■ **Tekstgedeelte**
━━━━━━━━━━━━━━━━━━━━

Dus het nut van ruimtevaart is wel al bewezen?
“Inmiddels beginnen steeds meer mensen in te zien dat we zonder ruimtevaart ook heel veel moderne technologieën niet hadden. GPS, satellieten, aardobservaties om het weer in de gaten te houden, dat komt allemaal voort uit ruimtevaart. En natuurlijk heb je het dan ook over de technologische innovatie, daar is de samenleving heel erg bij gebaat.
Bovendien is ruimtevaart goed voor internationale samenwerking. We werken met zoveel landen samen aan het ruimtestation, dat zorgt voor goede onderlinge relaties.”

Hoe doet Nederland het als ruimtevaartland?

━━━━━━━━━━━━━━━━━━━━

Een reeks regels

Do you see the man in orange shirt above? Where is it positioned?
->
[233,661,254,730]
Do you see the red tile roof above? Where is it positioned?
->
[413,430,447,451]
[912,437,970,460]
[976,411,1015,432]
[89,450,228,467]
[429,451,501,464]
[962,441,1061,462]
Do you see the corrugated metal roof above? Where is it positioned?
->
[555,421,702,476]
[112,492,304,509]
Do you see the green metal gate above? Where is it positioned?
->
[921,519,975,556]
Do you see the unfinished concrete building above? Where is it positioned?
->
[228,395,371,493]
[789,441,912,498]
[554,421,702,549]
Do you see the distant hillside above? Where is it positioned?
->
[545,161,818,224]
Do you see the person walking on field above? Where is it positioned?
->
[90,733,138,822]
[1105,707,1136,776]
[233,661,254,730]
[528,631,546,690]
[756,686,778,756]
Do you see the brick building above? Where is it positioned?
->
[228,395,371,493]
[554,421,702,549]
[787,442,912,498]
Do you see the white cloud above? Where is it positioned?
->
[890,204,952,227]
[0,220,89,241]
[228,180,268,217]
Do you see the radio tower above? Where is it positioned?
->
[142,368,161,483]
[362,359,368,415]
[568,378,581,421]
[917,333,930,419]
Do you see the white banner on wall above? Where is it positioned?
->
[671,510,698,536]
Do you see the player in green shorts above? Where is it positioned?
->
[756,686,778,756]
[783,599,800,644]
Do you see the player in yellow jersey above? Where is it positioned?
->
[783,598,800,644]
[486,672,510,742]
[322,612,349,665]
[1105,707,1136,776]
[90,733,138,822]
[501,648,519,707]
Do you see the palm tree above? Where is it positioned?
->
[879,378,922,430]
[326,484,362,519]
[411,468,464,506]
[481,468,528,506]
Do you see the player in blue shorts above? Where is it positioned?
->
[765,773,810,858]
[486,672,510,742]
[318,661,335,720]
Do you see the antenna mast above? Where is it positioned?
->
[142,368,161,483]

━━━━━━━━━━━━━━━━━━━━

■ **Opdrachtinstructies**
Geef voor elk van de volgende beweringen aan of deze overeenstemt met het tekstgedeelte over ruimtevaart, en onderbouw elk antwoord met een letterlijk citaat. 1. GPS komt voort uit ruimtevaart. 2. Aan het ruimtestation wordt met slechts één ander land samengewerkt. 3. Ruimtevaart is goed voor internationale samenwerking. De regels hebben geen verband met het tekstgedeelte.

■ **Oplossing**
1. Ja: "GPS, satellieten, aardobservaties om het weer in de gaten te houden, dat komt allemaal voort uit ruimtevaart."
2. Nee: "We werken met zoveel landen samen aan het ruimtestation"
3. Ja: "Bovendien is ruimtevaart goed voor internationale samenwerking."